WHAT IS ASKED:
#1 Reproduce the stretch of the adjacent-difference kernel header from "struct custom_flag_op2" through "flag_op, const T& a, const T& b, unsigned int b_index)".
#2 Continue the adjacent-difference kernel header from its last line.

TEXT TO READ:
+---+

// MIT License
//
// Copyright (c) 2017-2021 Advanced Micro Devices, Inc. All rights reserved.
//
// Permission is hereby granted, free of charge, to any person obtaining a copy
// of this software and associated documentation files (the "Software"), to deal
// in the Software without restriction, including without limitation the rights
// to use, copy, modify, merge, publish, distribute, sublicense, and/or sell
// copies of the Software, and to permit persons to whom the Software is
// furnished to do so, subject to the following conditions:
//
// The above copyright notice and this permission notice shall be included in all
// copies or substantial portions of the Software.
//
// THE SOFTWARE IS PROVIDED "AS IS", WITHOUT WARRANTY OF ANY KIND, EXPRESS OR
// IMPLIED, INCLUDING BUT NOT LIMITED TO THE WARRANTIES OF MERCHANTABILITY,
// FITNESS FOR A PARTICULAR PURPOSE AND NONINFRINGEMENT. IN NO EVENT SHALL THE
// AUTHORS OR COPYRIGHT HOLDERS BE LIABLE FOR ANY CLAIM, DAMAGES OR OTHER
// LIABILITY, WHETHER IN AN ACTION OF CONTRACT, TORT OR OTHERWISE, ARISING FROM,
// OUT OF OR IN CONNECTION WITH THE SOFTWARE OR THE USE OR OTHER DEALINGS IN THE
// SOFTWARE.

#ifndef TEST_BLOCK_ADJACENT_DIFFERENCE_KERNELS_HPP_
#define TEST_BLOCK_ADJACENT_DIFFERENCE_KERNELS_HPP_

template<class T>
struct custom_flag_op1
{
    ROCPRIM_HOST_DEVICE
    bool operator()(const T& a, const T& b, unsigned int b_index)
    {
        return (a == b) || (b_index % 10 == 0);
    }
};

struct custom_flag_op2
{
    template<class T>
    ROCPRIM_HOST_DEVICE
    bool operator()(const T& a, const T& b) const
    {
        return (a - b > 5);
    }
};

// Host (CPU) implementaions of the wrapping function that allows to pass 3 args
template<class T, class FlagType, class FlagOp>
typename std::enable_if<rocprim::detail::with_b_index_arg<T, FlagType>::value, FlagType>::type
apply(FlagOp flag_op, const T& a, const T& b, unsigned int b_index)
{
    return flag_op(b, a, b_index);
}

template<class T, class FlagType, class FlagOp>
typename std::enable_if<!rocprim::detail::with_b_index_arg<T, FlagType>::value, FlagType>::type
apply(FlagOp flag_op, const T& a, const T& b, unsigned int)
{
    return flag_op(b, a);
}

template<
    class Type,
    class FlagType,
    class FlagOpType,
    unsigned int BlockSize,
    unsigned int ItemsPerThread
>
__global__
__launch_bounds__(BlockSize, ROCPRIM_DEFAULT_MIN_WARPS_PER_EU)
void flag_heads_kernel(Type* device_input, long long* device_heads)

+---+

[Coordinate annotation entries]

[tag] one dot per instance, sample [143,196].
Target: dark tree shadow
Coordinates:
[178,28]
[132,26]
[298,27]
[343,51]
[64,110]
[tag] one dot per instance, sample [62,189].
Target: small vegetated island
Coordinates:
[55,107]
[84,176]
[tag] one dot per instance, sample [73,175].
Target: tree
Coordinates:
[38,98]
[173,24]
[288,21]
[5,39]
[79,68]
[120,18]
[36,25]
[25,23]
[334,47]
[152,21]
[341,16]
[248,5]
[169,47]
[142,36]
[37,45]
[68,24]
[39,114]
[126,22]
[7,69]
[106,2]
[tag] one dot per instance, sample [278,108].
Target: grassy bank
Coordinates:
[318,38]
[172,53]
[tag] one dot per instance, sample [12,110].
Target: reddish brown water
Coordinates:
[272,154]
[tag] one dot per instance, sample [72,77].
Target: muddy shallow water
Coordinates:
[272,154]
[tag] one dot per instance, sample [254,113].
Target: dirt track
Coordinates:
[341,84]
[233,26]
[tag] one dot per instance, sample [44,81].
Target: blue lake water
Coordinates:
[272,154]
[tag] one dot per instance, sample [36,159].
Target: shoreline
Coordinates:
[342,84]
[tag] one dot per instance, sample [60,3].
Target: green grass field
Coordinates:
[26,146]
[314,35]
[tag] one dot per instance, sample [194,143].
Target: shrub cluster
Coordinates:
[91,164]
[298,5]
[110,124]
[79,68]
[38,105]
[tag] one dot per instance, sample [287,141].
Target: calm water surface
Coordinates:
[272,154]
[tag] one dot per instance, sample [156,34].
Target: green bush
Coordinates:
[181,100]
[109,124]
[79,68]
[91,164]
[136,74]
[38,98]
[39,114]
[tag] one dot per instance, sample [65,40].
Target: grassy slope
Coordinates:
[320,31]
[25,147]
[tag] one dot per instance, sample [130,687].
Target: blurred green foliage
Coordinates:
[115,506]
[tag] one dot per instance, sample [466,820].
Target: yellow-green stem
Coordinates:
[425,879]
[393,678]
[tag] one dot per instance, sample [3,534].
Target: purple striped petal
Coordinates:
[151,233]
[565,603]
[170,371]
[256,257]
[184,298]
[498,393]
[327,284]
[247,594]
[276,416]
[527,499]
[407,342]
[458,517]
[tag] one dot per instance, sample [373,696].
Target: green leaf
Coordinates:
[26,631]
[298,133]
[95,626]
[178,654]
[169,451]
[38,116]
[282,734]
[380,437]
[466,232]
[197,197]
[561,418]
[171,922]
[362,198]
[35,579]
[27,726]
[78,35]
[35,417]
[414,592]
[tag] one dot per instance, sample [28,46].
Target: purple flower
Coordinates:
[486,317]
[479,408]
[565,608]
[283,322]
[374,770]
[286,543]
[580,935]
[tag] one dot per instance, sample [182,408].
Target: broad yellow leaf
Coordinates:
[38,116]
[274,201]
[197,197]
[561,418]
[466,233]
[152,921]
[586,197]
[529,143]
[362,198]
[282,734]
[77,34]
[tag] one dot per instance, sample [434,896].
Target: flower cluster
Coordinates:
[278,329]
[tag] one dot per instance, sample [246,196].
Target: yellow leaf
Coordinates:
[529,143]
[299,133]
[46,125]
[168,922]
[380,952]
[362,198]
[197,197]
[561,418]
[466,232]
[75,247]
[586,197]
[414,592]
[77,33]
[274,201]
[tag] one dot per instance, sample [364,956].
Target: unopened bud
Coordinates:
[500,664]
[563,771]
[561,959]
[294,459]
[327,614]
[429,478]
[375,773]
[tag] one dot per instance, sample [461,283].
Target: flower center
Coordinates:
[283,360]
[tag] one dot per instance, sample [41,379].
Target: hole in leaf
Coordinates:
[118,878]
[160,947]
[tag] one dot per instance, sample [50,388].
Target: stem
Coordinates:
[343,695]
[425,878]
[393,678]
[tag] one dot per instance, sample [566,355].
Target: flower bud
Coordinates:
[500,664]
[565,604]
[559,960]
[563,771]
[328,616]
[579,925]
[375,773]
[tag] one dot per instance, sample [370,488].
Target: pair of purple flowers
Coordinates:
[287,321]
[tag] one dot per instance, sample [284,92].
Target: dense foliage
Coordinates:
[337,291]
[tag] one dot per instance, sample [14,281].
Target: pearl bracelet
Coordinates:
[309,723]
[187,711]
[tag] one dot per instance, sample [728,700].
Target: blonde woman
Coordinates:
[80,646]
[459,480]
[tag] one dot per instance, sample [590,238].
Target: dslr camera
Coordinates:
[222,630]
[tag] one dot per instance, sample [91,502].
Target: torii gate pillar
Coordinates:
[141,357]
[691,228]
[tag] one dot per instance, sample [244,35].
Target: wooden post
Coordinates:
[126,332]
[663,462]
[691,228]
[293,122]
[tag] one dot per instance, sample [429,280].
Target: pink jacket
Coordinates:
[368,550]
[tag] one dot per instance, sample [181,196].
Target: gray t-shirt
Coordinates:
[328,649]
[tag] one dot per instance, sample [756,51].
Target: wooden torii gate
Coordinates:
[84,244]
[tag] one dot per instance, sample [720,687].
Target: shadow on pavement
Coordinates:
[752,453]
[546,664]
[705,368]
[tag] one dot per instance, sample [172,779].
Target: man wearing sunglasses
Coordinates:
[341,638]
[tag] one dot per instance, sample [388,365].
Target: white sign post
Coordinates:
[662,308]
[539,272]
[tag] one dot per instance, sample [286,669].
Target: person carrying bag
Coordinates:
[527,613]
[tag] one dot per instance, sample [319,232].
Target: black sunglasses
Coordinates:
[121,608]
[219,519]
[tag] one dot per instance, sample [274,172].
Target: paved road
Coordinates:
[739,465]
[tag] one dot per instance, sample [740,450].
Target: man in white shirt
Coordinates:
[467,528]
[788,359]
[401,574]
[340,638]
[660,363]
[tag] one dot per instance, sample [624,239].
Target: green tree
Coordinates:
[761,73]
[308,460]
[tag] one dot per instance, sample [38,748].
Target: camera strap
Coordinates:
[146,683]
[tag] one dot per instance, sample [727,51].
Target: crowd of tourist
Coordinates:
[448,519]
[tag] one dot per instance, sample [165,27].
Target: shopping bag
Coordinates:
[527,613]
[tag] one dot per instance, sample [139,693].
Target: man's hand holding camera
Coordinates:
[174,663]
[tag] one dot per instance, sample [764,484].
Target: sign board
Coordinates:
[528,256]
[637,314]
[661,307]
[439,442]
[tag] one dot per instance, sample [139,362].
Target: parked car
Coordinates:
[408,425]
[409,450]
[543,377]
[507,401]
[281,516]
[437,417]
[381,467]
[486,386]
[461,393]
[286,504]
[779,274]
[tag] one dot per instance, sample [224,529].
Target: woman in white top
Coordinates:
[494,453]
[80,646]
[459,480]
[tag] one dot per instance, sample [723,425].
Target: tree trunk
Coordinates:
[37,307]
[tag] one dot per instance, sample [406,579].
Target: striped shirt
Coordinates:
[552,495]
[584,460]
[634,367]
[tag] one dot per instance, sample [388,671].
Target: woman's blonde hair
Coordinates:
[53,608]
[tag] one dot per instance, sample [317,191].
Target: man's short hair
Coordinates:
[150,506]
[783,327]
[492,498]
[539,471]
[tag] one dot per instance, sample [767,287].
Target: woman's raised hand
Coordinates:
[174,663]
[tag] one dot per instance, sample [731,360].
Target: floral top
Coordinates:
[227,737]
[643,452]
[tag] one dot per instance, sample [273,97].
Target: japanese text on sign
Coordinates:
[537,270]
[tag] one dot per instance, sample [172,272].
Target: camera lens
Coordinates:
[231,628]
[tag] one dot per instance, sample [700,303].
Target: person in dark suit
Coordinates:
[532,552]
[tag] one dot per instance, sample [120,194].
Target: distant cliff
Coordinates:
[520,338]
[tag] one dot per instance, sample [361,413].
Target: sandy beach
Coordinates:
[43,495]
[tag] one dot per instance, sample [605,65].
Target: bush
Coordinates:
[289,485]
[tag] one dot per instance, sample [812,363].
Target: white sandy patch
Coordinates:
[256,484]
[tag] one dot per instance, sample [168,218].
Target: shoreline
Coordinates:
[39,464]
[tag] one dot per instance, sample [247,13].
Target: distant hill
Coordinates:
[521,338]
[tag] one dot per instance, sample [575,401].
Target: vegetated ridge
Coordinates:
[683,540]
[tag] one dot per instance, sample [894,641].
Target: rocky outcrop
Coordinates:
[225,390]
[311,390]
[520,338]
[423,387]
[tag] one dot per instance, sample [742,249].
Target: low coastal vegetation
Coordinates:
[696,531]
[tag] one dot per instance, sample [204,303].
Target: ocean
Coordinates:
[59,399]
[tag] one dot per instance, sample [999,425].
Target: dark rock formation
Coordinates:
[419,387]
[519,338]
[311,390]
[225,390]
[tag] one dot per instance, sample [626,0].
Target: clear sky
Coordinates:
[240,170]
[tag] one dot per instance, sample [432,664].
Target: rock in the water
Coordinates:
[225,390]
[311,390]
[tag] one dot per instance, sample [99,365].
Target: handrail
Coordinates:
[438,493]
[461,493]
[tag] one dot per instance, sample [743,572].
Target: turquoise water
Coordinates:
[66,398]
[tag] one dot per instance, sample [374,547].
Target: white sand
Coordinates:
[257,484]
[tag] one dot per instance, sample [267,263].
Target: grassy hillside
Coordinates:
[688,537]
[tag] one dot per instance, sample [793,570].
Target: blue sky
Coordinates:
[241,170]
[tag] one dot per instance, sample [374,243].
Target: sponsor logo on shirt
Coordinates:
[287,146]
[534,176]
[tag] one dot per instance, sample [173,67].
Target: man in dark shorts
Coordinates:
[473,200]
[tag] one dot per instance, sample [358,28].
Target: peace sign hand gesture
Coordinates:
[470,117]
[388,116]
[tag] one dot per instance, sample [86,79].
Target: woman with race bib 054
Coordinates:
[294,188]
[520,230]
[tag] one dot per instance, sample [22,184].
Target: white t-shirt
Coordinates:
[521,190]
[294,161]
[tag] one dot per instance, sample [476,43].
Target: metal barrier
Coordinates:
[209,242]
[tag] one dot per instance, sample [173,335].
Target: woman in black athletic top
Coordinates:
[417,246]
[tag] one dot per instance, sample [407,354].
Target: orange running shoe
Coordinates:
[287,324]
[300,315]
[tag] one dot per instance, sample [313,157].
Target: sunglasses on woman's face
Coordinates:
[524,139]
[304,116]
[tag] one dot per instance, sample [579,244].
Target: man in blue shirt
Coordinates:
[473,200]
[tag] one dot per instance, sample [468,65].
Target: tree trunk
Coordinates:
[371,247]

+---+

TASK RESPONSES:
#1
struct custom_flag_op2
{
    template<class T>
    ROCPRIM_HOST_DEVICE
    bool operator()(const T& a, const T& b) const
    {
        return (a - b > 5);
    }
};

// Host (CPU) implementaions of the wrapping function that allows to pass 3 args
template<class T, class FlagType, class FlagOp>
typename std::enable_if<rocprim::detail::with_b_index_arg<T, FlagType>::value, FlagType>::type
apply(FlagOp flag_op, const T& a, const T& b, unsigned int b_index)

#2
{
    const unsigned int lid = threadIdx.x;
    const unsigned int items_per_block = BlockSize * ItemsPerThread;
    const unsigned int block_offset = blockIdx.x * items_per_block;

    Type input[ItemsPerThread];
    rocprim::block_load_direct_blocked(lid, device_input + block_offset, input);

    rocprim::block_adjacent_difference<Type, BlockSize> bdiscontinuity;

    FlagType head_flags[ItemsPerThread];
    if(blockIdx.x % 2 == 1)
    {
        const Type tile_predecessor_item = device_input[block_offset - 1];
        bdiscontinuity.flag_heads(head_flags, tile_predecessor_item, input, FlagOpType());
    }
    else
    {
        bdiscontinuity.flag_heads(head_flags, input, FlagOpType());
    }

    rocprim::block_store_direct_blocked(lid, device_heads + block_offset, head_flags);
}

template<
    class Type,
    class FlagType,
    class FlagOpType,
    unsigned int BlockSize,
    unsigned int ItemsPerThread
>
__global__
__launch_bounds__(BlockSize, ROCPRIM_DEFAULT_MIN_WARPS_PER_EU)
void flag_tails_kernel(Type* device_input, long long* device_tails)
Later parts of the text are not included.